## READING TEXT
Content starts

Expression, purification and biochemical characterization of Listeria monocytogenes single stranded DNA binding protein 1.

Single-stranded DNA binding proteins play an important role in DNA
metabolic processes including replication, recombination, and repair. Here, we report
the identification and biochemical characterization of the SSB1 protein from the
foodborne pathogen Listeria monocytogenes. The L. monocytogenes SSB1 share
33% identity and 50.5% similarity with the prototype E. coli SSB protein. The
electrophoretic mobility shift assay revealed that the purified L. monocytogenes
SSB1 protein binds to single stranded DNA, including the M13 circular single
stranded DNA and oligonucleotide, with high affinity. The plasmid based strand
transfer activity showed that, in the absence of the SSB protein, L. monocytogenes
RecA fails to catalyze the reaction whereas, the E. coli RecA protein has shown
nicked DNA formation. Interestingly the addition of SSB1 protein stimulates both L.
monocytogenes and E. coli RecA strand transfer activities however, it is sensitive to
the order of addition of SSB1 protein. L. monocytogenes RecA fails to catalyze the
reaction when SSB1 is added prior to RecA; nevertheless, it readily catalyzes the
reaction when added after the RecA filament formation. These results suggest that
the interaction among of gene product between RecA and SSB1 is required to
promote optimum strand exchange activities. Altogether, these studies provide the
first functional characterization of the L. monocytogenes SSB1 protein and give
insights into DNA repair and recombination processes in the gram-positive
foodborne pathogen L. monocytogenes.

Content ends

## WHAT YOU SHOULD DO
For each of the following statements, say yes or no to whether it agrees with the abstract on Listeria monocytogenes SSB1, and quote the words of the abstract that decide it. (a) The L. monocytogenes SSB1 protein shares 33% identity with the prototype E. coli SSB protein. (b) Without the SSB protein, L. monocytogenes RecA catalyzes the strand transfer reaction. (c) L. monocytogenes RecA catalyzes the reaction when SSB1 is added before RecA.

## RECORD EXTRACTS
Content starts

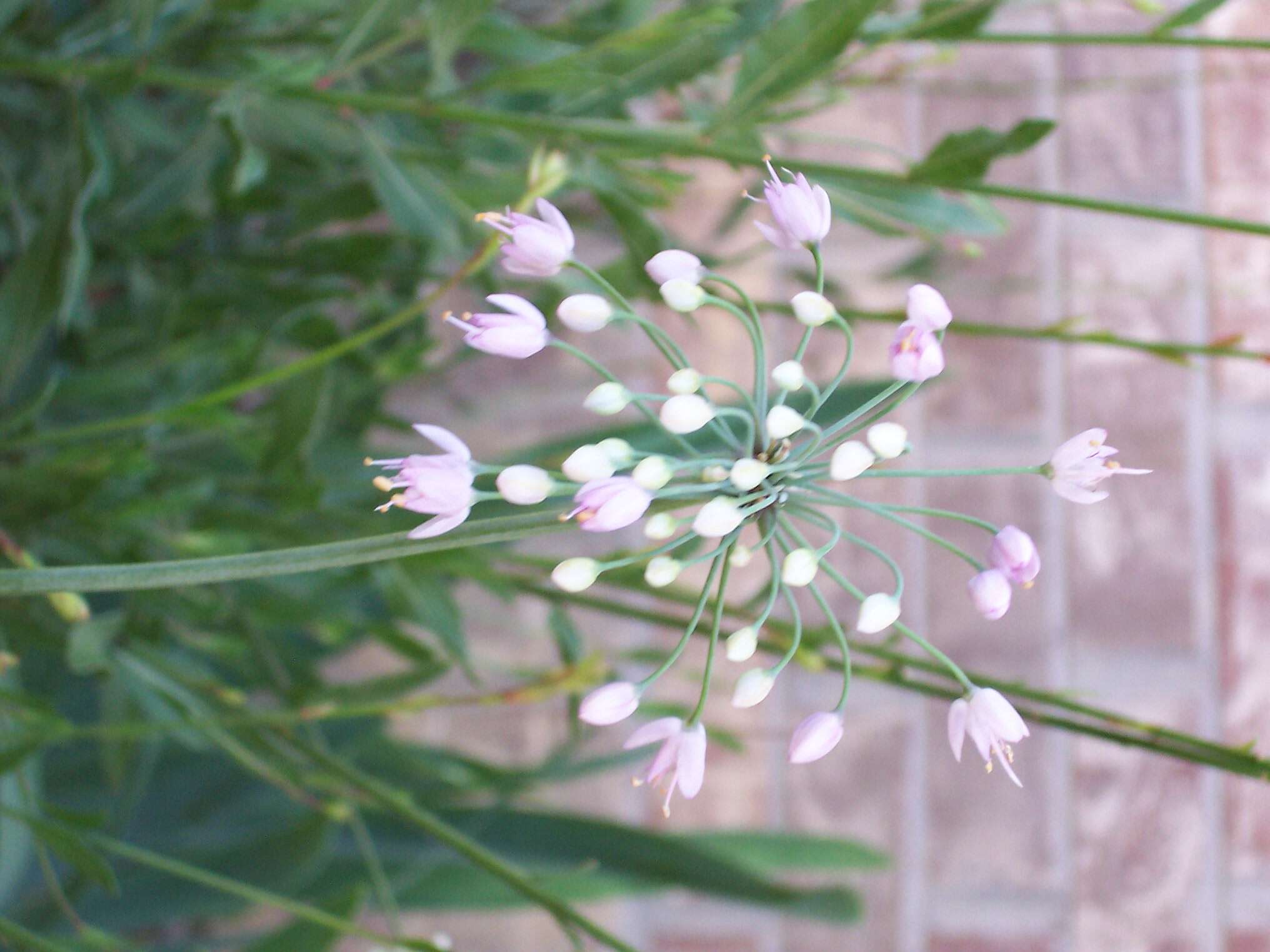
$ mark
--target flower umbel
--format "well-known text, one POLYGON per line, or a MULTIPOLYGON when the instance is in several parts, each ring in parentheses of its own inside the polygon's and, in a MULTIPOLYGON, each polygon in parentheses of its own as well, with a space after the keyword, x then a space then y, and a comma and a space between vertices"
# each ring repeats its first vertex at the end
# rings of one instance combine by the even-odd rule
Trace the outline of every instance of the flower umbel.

Content ends

## REPLY TO THE EXERCISE
(a) Yes: "The L. monocytogenes SSB1 share 33% identity and 50.5% similarity with the prototype E. coli SSB protein."
(b) No: "in the absence of the SSB protein, L. monocytogenes RecA fails to catalyze the reaction"
(c) No: "L. monocytogenes RecA fails to catalyze the reaction when SSB1 is added prior to RecA"